• Texto:
▼

Do chão de fábrica ao Palácio do Planalto: 80 anos de Lula
Em 27 de outubro de 1945, nascia Luiz Inácio Lula da Silva, primeiro presidente brasileiro originário da classe operária, que implementou programas sociais e políticas públicas contra fome, pobreza e desigualdade social
Há 80 anos, em 27 de outubro de 1945, nascia Luiz Inácio Lula da Silva. Oriundo de uma família camponesa do Agreste pernambucano, Lula migrou ainda criança para São Paulo, onde trabalhou como operário da indústria metalúrgica.
Nos anos 70, Lula se consolidou como o principal expoente do Novo Sindicalismo, tendo papel central na rearticulação da luta operária. Ele comandou as históricas greves do ABC Paulista, fundou o Partido dos Trabalhadores e mobilizou as massas na luta contra a ditadura militar.
Eleito em 2002, Lula se tornou o primeiro presidente brasileiro originário da classe operária. Em seus mandatos, ele implementou uma série de programas sociais e políticas públicas que permitiram reduzir a fome, a pobreza e a desigualdade social em níveis inéditos.
Infância e juventude
Luiz Inácio Lula da Silva nasceu em Caetés, então um distrito de Garanhuns, no interior de Pernambuco. Ele é filho de Aristides Inácio da Silva e de Eurídice Ferreira de Melo, a Dona Lindu. Seus pais eram lavradores e a família vivia em uma situação de penúria, submetida à fome e ao flagelo da seca. Moravam em uma casa de taipa de dois cômodos, com chão de terra e sem banheiro. Quatro dos irmãos de Lula morreram quando ainda eram pequenos.
Em 1952, Lula deixou o Agreste pernambucano com sua mãe e os irmãos em um “pau-de-arara”. Viajou por 13 dias para encontrar o pai, que havia arrumado emprego como estivador no Porto de Santos, no litoral paulista. A família estabeleceu moradia em Vicente de Carvalho, um bairro pobre do Guarujá. A convivência familiar era marcada por conflitos. Aristides havia arrumado uma segunda família e agredia Dona Lindu e os filhos constantemente.

▲

• Dados armazenados:
▼

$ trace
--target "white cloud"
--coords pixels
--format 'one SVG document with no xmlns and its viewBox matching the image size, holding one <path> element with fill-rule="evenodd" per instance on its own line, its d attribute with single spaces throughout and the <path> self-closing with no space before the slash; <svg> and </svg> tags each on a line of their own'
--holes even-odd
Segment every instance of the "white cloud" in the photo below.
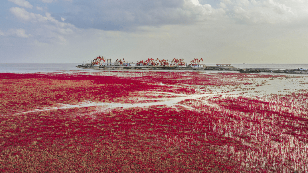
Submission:
<svg viewBox="0 0 308 173">
<path fill-rule="evenodd" d="M 51 3 L 52 2 L 53 0 L 41 0 L 43 2 L 46 3 Z"/>
<path fill-rule="evenodd" d="M 9 1 L 23 7 L 32 8 L 33 7 L 29 2 L 25 0 L 9 0 Z"/>
<path fill-rule="evenodd" d="M 26 30 L 22 28 L 11 29 L 8 31 L 9 35 L 16 35 L 21 37 L 27 38 L 31 36 L 31 34 L 26 34 Z"/>
<path fill-rule="evenodd" d="M 47 18 L 39 14 L 29 13 L 23 8 L 13 7 L 10 8 L 10 10 L 18 19 L 24 21 L 43 22 L 48 19 Z"/>
<path fill-rule="evenodd" d="M 36 10 L 42 11 L 45 11 L 48 9 L 48 8 L 46 7 L 43 8 L 40 6 L 36 6 Z"/>
<path fill-rule="evenodd" d="M 219 6 L 220 6 L 221 8 L 227 8 L 227 6 L 225 4 L 222 2 L 220 2 L 220 3 L 219 3 Z"/>
<path fill-rule="evenodd" d="M 270 8 L 273 12 L 278 14 L 284 14 L 288 13 L 292 14 L 294 14 L 291 10 L 292 8 L 291 7 L 287 6 L 285 4 L 274 2 L 273 0 L 265 1 L 263 4 L 264 6 Z"/>
</svg>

▲

• Tarefas:
• A. Como fica em inglês a frase "Quatro dos irmãos de Lula morreram quando ainda eram pequenos.", tirada do texto sobre os 80 anos de Lula?
• B. Você pode prolongar o texto sobre os 80 anos de Lula, começando logo depois da última frase apresentada?

• Respostas na ordem:
• A. Four of Lula's siblings died when they were still small.

• B.
Apesar da resistência do pai, que não queria que os filhos estudassem, Lula cursou as primeiras letras no Grupo Escolar Marcílio Dias. Ele começou a trabalhar aos sete anos de idade, engraxando sapatos e vendendo laranjas e tapiocas na estação de barcas de Santos para ajudar nas despesas de casa.
Cansada do comportamento agressivo do marido, Dona Lindu partiu com os filhos para São Paulo, fixando-se no bairro de Vila Carioca, nos arredores de Heliópolis. Lula permaneceu morando com Aristides por um tempo. Após completar 11 anos, foi viver com a mãe na capital paulista.
Lula teve uma série de ocupações informais na adolescência. Em 1960, arrumou seu primeiro emprego com carteira assinada — tornou-se office boy nos Armazéns Gerais Colúmbia, um entreposto de algodão. Em seguida, conseguiu emprego na Fábrica de Parafusos Marte e ingressou no curso de torneiro mecânico do Serviço Nacional de Aprendizagem Industrial (Senai).
Em 1964, Lula sofreu um acidente de trabalho que levou à amputação do dedo mínimo da mão esquerda. Seguiu, entretanto, trabalhando na fábrica por mais onze meses. Trabalhou ainda na Fris-moldu-car e, posteriormente, assumiu o cargo de torneiro mecânico nas Indústrias Villares, em São Bernardo do Campo.
Novo Sindicalismo
Lula travou contato com o movimento sindical por intermédio de seu irmão, Frei Chico, então militante do Partido Comunista Brasileiro (PCB). A princípio, Lula tinha uma visão negativa do sindicalismo, impregnada pela narrativa conservadora promovida pela ditadura. Aos poucos, ele foi adquirindo consciência sobre a importância da mobilização operária e passou a se interessar cada vez mais pelas discussões das pautas trabalhistas.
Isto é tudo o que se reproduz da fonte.